■ What is being asked ■
All that is needed is a count of the lines in this data that contain the word "seat".

■ Extracted data ■
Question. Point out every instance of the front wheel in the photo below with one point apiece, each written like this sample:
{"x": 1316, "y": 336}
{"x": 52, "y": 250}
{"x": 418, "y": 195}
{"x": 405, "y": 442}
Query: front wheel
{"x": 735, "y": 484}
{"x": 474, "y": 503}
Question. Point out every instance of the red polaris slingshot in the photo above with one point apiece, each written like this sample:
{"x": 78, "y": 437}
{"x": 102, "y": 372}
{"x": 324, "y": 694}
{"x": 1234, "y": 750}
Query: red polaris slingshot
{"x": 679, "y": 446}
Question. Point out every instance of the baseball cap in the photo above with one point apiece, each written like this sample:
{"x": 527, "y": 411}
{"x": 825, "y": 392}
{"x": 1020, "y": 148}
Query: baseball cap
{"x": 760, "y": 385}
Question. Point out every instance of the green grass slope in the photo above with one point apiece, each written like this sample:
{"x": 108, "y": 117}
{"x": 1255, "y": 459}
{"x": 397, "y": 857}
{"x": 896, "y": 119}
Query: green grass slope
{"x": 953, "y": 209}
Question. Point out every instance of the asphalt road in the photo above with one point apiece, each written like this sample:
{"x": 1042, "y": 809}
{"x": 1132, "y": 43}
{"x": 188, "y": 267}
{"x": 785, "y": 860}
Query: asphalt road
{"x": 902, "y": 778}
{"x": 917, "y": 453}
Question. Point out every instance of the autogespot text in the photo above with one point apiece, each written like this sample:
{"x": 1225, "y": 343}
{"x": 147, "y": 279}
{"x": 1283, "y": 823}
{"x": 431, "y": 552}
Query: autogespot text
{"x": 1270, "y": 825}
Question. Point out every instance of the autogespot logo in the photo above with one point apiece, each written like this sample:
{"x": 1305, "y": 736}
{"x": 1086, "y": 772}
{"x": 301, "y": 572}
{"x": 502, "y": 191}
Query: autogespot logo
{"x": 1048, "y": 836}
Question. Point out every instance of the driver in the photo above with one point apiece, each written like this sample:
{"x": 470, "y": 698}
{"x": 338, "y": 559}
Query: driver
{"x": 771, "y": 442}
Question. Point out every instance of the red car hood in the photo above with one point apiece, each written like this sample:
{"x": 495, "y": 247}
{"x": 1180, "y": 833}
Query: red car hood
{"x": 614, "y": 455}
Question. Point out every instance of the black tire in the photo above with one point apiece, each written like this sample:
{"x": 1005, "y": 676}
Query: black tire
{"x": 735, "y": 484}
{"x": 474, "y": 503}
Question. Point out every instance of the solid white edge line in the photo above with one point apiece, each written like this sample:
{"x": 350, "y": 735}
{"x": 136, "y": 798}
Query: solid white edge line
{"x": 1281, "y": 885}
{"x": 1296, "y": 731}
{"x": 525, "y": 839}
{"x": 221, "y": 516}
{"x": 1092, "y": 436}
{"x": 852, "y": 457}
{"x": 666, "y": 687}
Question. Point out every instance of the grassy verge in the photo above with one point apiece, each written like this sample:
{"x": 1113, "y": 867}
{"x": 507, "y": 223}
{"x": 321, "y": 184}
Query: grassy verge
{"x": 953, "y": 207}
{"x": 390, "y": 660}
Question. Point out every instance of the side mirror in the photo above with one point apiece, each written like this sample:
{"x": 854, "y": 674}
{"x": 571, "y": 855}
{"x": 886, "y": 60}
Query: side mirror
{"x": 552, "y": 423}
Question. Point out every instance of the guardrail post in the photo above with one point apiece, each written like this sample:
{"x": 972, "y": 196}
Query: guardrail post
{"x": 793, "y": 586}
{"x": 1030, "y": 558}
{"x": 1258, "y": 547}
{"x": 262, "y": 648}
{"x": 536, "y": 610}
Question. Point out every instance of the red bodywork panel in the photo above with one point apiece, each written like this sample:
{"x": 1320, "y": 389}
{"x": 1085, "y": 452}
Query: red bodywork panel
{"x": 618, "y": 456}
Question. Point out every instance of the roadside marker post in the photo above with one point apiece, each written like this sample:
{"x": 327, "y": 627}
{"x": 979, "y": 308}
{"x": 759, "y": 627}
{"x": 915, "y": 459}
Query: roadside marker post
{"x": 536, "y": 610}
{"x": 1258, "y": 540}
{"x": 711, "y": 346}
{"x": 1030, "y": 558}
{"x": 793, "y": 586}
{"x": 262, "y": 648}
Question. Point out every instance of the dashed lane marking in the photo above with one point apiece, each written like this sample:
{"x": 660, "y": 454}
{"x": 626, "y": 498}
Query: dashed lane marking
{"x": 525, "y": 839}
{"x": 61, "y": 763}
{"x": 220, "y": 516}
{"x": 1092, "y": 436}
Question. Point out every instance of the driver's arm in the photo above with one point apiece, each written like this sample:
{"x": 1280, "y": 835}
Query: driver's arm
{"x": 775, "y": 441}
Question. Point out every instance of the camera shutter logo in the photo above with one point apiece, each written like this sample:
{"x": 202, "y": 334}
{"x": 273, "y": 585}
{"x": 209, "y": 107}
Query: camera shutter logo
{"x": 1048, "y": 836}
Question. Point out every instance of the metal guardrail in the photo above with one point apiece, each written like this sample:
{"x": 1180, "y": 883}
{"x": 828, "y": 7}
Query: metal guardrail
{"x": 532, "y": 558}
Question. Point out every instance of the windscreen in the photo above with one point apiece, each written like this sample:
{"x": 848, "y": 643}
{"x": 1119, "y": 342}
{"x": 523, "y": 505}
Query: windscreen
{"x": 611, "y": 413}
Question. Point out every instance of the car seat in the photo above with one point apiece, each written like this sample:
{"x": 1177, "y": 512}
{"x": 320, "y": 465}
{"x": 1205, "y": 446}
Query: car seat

■ Answer area ■
2